--- start ---

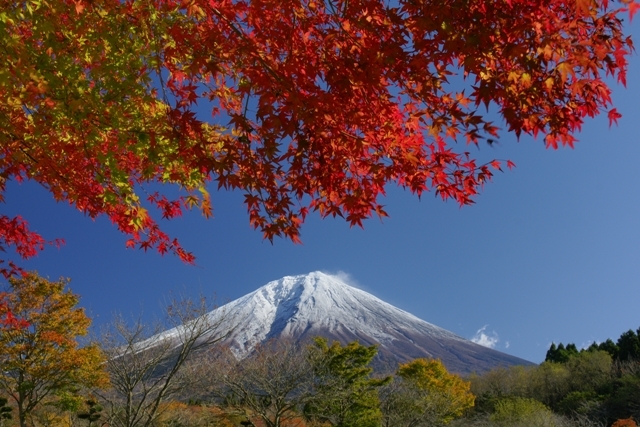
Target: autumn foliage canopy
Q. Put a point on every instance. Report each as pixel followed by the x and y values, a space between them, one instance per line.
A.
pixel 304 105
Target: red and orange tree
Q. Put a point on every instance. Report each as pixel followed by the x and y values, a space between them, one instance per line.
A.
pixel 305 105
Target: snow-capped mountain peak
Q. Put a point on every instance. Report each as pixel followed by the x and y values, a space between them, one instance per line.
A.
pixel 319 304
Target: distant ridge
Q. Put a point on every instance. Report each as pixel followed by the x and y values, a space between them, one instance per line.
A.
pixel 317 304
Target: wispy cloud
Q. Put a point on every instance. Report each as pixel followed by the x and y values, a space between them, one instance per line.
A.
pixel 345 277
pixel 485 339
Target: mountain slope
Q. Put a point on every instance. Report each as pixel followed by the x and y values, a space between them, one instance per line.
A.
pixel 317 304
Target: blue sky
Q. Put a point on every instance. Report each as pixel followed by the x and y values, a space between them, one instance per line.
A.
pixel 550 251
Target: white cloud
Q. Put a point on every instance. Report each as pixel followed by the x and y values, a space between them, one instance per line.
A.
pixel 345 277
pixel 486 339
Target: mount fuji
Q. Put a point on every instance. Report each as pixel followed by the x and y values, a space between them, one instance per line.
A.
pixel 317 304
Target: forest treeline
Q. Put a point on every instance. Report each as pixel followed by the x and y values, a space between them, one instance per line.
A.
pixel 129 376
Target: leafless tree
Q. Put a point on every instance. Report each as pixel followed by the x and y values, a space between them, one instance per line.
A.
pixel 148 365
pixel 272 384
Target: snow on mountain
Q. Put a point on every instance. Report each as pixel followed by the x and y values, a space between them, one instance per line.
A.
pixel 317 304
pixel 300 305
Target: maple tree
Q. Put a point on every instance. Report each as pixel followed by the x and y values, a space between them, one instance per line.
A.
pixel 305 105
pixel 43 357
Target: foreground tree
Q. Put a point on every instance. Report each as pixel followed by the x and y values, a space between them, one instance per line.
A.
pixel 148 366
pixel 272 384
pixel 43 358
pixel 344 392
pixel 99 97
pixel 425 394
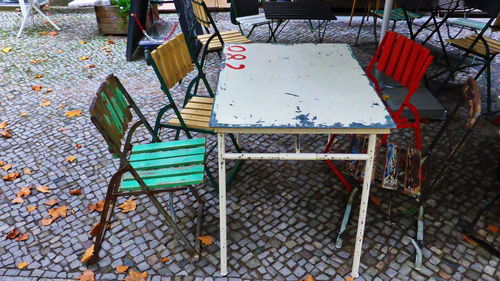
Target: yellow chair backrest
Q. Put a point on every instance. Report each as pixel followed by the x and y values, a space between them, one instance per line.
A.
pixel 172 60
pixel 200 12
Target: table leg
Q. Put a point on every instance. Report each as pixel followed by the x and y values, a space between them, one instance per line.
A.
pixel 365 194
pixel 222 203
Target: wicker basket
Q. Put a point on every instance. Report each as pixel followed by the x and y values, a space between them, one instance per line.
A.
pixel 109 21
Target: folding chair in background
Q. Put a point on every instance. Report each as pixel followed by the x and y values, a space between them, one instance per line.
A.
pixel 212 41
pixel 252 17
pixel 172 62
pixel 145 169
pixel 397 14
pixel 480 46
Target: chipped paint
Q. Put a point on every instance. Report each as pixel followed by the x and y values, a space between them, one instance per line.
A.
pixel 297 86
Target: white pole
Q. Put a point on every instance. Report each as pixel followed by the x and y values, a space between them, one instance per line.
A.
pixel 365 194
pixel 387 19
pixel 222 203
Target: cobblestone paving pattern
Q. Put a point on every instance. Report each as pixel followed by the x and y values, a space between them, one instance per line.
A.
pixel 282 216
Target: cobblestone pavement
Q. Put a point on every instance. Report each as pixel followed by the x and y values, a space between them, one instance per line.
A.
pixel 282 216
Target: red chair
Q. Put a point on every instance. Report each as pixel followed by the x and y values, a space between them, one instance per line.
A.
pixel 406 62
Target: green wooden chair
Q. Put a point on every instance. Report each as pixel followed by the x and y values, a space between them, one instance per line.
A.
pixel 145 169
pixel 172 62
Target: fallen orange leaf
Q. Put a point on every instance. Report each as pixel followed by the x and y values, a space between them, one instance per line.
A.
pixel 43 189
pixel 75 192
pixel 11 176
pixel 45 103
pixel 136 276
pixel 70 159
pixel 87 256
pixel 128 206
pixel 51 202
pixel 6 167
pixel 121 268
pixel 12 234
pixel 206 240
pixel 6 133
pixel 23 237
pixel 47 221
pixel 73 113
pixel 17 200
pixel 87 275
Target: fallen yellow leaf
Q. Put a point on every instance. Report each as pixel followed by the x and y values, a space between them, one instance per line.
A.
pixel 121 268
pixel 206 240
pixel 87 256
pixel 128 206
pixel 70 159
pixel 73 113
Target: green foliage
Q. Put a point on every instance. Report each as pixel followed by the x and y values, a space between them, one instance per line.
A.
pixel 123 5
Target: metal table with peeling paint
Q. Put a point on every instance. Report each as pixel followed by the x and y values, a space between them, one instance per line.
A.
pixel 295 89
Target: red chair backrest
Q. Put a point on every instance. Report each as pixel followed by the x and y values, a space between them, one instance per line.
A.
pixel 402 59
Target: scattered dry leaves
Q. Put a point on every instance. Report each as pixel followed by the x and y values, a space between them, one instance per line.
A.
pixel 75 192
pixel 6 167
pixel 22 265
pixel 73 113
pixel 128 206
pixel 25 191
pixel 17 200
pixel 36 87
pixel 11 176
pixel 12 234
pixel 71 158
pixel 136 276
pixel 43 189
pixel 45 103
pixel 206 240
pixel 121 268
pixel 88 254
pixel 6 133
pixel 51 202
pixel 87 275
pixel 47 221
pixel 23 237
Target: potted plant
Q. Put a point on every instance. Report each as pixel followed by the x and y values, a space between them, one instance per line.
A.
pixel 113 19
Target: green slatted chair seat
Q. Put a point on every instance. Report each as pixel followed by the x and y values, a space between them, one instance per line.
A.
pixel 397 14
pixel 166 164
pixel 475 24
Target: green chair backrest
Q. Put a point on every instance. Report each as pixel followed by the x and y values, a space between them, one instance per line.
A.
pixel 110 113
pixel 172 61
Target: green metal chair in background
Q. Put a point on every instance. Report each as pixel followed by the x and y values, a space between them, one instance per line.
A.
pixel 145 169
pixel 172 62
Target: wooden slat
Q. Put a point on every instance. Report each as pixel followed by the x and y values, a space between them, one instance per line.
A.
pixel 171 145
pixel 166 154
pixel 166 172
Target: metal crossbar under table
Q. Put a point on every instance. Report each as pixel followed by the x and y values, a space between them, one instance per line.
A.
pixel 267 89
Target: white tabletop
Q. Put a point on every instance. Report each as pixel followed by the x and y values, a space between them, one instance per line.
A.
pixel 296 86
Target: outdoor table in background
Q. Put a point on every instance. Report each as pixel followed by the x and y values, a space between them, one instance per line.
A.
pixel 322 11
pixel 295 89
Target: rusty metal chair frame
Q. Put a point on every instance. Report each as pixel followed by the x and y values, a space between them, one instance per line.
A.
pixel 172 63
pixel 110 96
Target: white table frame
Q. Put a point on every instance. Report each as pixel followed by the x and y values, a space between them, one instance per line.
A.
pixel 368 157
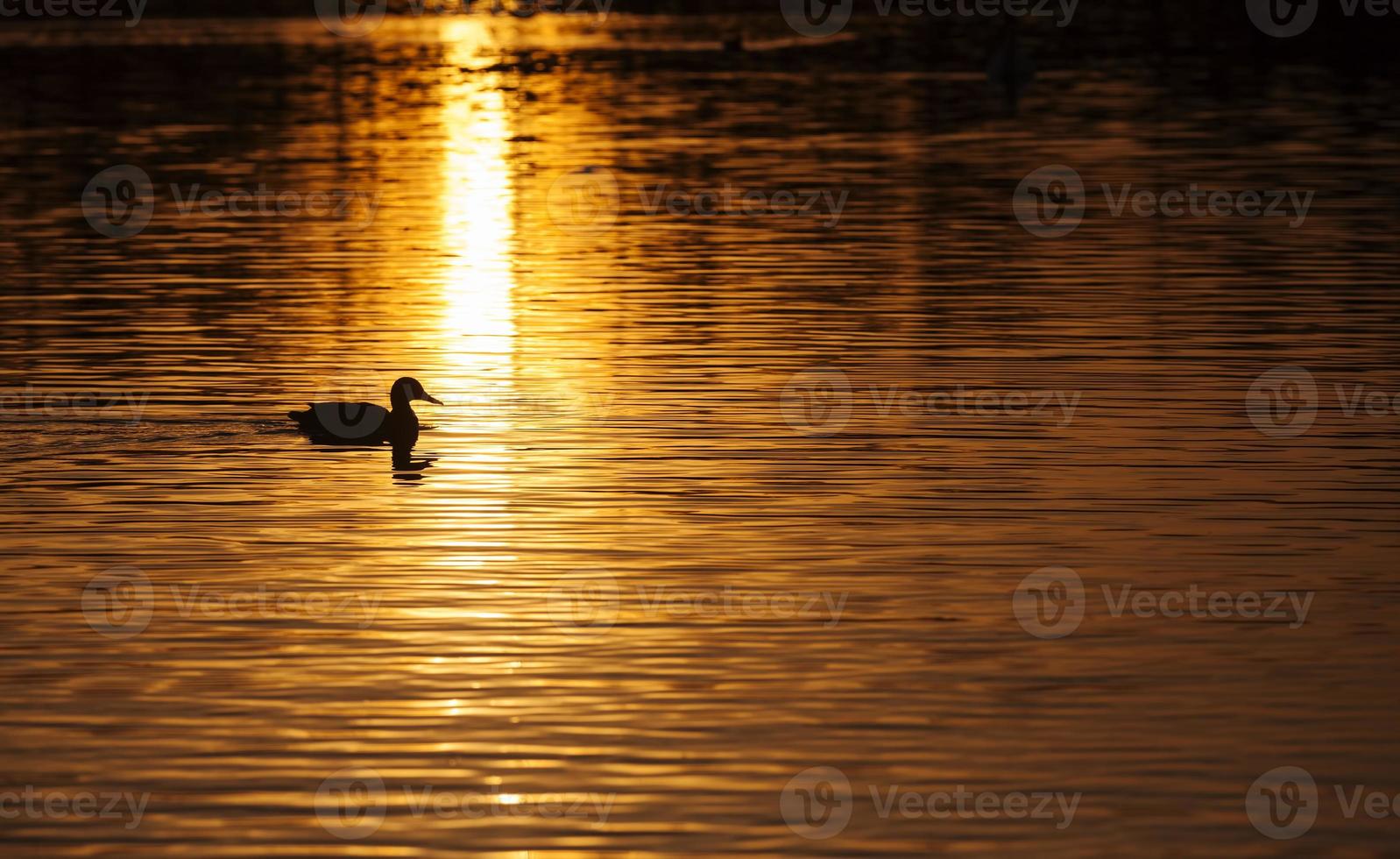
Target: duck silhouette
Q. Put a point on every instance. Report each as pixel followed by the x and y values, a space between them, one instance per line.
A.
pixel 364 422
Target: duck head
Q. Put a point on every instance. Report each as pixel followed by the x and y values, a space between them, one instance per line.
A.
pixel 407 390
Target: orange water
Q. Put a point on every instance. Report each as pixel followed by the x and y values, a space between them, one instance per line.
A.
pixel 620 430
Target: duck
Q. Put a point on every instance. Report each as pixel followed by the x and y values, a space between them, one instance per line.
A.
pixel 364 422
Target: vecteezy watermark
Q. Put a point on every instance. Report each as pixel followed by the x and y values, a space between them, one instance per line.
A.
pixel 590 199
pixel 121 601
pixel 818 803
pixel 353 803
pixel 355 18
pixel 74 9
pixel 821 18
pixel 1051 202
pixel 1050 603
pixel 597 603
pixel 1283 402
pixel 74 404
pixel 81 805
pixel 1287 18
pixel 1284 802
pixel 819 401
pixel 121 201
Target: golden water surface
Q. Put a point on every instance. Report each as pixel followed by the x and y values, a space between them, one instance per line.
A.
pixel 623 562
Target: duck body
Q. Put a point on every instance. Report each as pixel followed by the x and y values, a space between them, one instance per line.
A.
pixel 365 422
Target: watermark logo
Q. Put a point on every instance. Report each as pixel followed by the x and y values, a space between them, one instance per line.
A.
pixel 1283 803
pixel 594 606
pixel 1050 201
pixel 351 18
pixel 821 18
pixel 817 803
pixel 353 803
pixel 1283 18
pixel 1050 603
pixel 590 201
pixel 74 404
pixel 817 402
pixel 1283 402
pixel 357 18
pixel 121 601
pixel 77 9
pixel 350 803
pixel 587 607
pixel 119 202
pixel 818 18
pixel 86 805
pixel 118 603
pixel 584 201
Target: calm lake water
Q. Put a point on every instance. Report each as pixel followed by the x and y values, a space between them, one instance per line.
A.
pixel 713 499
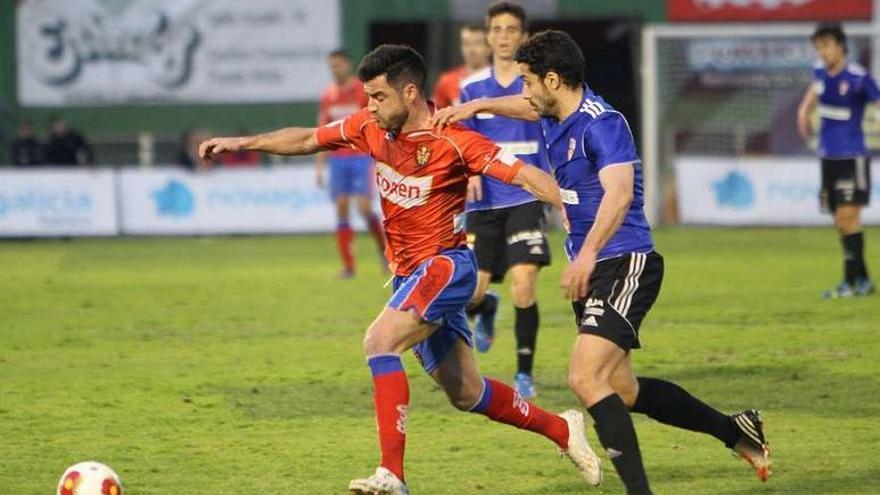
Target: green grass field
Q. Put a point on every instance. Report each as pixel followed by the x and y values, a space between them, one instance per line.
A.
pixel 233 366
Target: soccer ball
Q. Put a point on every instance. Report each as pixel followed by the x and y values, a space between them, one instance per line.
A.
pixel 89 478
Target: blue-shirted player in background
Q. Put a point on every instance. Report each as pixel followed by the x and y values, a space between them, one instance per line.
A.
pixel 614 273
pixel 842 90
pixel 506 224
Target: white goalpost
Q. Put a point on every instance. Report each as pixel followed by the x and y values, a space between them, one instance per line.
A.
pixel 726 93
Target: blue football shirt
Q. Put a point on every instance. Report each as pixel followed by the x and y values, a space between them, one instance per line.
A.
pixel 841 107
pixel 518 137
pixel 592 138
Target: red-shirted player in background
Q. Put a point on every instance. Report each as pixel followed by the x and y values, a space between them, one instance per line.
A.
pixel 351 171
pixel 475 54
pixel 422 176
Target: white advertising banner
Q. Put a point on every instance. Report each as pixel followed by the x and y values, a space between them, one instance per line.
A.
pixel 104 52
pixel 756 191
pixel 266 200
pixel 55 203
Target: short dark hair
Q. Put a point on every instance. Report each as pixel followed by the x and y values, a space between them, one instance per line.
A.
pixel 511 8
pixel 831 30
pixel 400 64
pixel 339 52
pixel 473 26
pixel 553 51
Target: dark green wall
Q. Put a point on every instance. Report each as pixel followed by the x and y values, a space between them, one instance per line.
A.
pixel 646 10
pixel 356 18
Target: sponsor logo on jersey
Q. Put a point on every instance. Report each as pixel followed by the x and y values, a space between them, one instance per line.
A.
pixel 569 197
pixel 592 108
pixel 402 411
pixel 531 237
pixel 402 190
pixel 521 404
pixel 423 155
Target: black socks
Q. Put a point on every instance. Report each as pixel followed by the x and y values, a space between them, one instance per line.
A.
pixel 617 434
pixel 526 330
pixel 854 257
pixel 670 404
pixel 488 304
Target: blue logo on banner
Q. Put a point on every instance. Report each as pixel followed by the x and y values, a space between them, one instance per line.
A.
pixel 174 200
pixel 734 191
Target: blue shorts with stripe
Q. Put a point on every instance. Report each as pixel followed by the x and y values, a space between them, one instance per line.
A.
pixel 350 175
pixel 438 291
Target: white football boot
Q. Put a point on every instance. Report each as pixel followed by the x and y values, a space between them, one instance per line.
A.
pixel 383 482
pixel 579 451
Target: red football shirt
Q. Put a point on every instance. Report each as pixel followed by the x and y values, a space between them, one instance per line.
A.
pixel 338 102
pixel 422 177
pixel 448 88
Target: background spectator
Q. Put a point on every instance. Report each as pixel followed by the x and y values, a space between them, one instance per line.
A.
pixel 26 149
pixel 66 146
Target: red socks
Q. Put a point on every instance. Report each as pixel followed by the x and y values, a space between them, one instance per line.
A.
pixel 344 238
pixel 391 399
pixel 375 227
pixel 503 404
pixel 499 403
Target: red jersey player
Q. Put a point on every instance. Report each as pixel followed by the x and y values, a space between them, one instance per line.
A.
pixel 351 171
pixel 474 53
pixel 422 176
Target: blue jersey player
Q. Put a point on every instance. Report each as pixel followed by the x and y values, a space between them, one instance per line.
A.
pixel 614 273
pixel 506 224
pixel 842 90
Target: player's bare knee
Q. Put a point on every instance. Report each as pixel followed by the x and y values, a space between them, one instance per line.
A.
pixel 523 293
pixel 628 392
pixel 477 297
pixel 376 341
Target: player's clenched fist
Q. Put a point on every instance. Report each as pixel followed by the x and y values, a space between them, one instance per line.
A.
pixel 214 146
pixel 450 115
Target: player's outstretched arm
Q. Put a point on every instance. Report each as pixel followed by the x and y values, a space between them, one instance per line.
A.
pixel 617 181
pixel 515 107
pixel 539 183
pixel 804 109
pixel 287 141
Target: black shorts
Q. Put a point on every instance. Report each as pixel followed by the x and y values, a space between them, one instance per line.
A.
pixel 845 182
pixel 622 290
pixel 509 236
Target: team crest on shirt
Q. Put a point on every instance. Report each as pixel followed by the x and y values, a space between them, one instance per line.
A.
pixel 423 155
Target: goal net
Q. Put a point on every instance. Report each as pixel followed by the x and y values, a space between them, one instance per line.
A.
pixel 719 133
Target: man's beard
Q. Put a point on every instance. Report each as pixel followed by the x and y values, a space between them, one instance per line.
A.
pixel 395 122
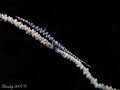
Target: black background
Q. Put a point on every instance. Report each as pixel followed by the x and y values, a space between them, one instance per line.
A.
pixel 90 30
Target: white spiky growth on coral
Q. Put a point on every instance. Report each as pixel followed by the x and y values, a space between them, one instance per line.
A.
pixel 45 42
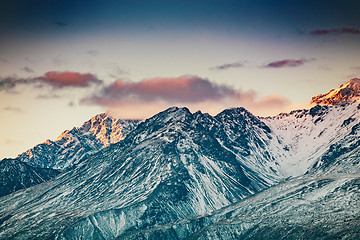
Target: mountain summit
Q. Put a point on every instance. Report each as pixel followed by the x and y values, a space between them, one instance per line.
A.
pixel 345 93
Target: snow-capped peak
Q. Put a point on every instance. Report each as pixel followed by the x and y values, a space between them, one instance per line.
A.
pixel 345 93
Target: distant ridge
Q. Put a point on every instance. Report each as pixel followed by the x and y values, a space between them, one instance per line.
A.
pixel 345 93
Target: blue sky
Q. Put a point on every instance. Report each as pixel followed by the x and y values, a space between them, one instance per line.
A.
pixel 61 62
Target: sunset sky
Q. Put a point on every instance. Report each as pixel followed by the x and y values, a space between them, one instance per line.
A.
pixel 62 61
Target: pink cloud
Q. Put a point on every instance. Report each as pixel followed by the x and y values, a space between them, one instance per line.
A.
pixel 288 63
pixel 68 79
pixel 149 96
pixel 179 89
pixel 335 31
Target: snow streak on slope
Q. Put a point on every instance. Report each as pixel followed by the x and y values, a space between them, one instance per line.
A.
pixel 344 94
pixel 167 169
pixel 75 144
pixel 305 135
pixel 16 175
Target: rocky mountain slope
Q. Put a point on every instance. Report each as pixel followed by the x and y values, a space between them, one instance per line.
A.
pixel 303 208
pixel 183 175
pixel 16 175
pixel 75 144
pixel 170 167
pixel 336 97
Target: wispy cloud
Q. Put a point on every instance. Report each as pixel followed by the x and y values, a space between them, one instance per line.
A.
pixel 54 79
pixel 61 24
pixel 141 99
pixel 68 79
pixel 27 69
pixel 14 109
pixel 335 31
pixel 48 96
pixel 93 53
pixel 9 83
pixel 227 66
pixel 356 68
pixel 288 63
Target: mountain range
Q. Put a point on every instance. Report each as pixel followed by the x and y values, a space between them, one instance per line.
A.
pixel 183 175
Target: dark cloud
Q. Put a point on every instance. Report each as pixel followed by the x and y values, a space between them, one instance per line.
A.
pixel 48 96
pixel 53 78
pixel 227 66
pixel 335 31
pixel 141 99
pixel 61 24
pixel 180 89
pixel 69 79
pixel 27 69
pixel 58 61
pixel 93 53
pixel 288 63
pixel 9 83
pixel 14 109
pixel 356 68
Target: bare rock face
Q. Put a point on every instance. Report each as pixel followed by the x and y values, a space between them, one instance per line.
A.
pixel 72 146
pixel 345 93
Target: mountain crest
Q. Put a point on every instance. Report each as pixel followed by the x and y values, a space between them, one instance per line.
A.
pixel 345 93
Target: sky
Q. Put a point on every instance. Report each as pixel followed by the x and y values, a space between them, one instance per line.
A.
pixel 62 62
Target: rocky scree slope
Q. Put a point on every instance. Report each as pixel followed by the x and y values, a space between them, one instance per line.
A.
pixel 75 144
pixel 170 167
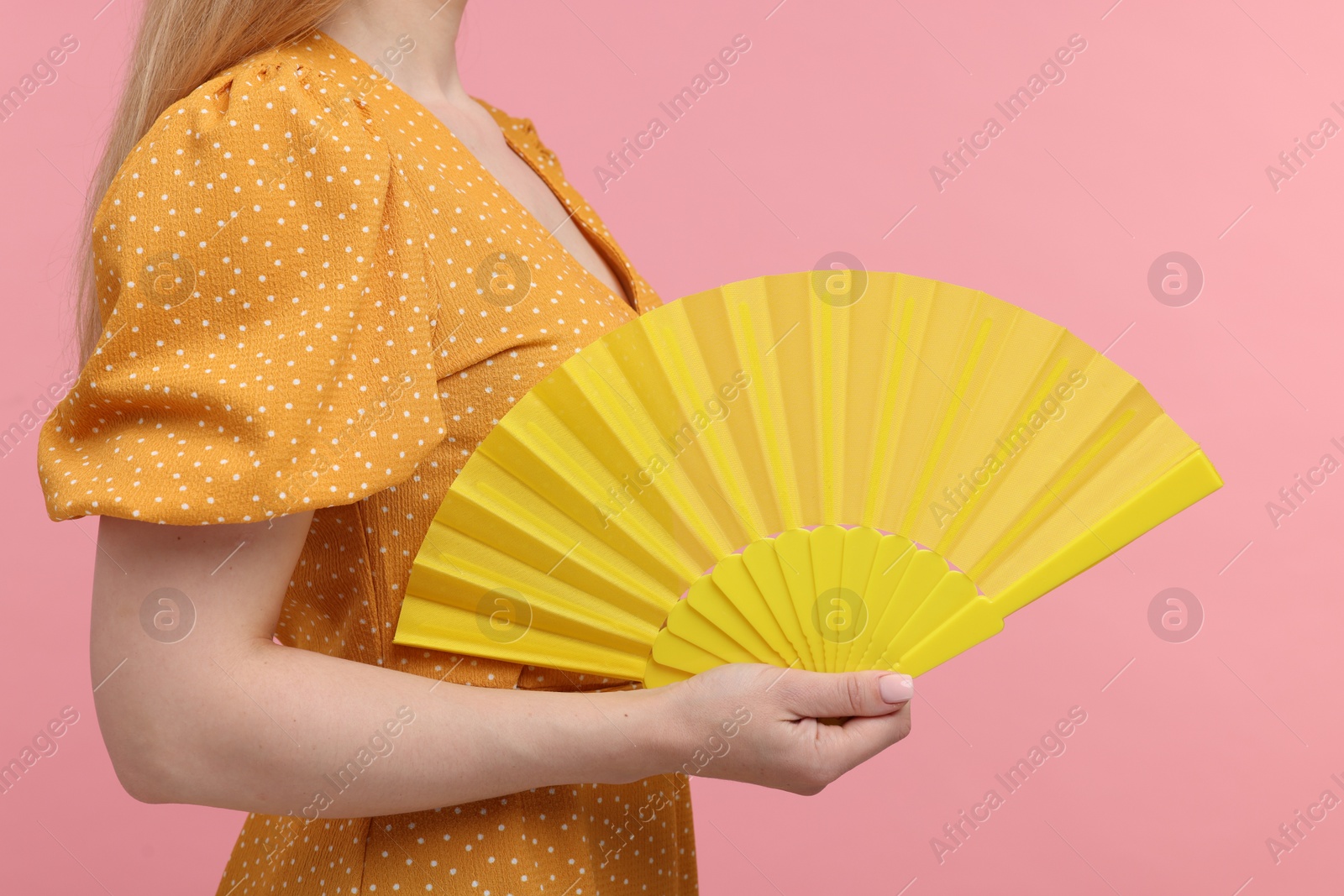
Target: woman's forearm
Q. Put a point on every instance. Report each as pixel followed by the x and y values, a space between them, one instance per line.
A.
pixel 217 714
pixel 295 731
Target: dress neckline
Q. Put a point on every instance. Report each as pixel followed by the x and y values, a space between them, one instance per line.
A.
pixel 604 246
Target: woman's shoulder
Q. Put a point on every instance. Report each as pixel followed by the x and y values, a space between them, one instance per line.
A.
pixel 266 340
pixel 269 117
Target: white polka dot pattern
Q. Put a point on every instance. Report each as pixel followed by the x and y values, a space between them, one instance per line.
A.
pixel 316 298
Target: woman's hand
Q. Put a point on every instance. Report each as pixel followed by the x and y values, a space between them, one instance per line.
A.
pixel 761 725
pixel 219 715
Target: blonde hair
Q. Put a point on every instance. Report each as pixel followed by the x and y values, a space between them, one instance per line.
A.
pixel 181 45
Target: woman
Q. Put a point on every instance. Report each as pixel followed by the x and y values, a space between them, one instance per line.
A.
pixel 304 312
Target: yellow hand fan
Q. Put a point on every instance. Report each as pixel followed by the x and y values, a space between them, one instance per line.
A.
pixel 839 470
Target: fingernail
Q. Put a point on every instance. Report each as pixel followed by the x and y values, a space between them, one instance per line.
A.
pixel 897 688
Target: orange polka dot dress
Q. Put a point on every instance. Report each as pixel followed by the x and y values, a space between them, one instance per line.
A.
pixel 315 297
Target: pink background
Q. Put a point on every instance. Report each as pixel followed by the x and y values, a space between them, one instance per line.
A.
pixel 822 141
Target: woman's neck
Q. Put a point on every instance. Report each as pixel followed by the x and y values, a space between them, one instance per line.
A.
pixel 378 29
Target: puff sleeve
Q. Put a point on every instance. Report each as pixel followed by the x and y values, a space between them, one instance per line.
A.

--- end ---

▶ What is expected
Could you retype the records, beginning at the line that contains "Target: vecteezy watermark" and stopping after the line that contains "pixel 623 562", with both of those lines included?

▶ The reply
Target: vecteezy watermark
Q. Put a point on every instance. Report each as pixel followed by the x and y values, a space between them, one instance per line.
A.
pixel 590 199
pixel 121 601
pixel 818 803
pixel 353 803
pixel 355 18
pixel 74 9
pixel 821 18
pixel 1051 202
pixel 1050 603
pixel 597 603
pixel 1283 402
pixel 74 404
pixel 81 805
pixel 1287 18
pixel 1284 802
pixel 819 401
pixel 121 201
Target: golden water surface
Q. Put a point on every instance. Report each as pixel followed by the x and y values, a space between them, one instance per line.
A.
pixel 623 562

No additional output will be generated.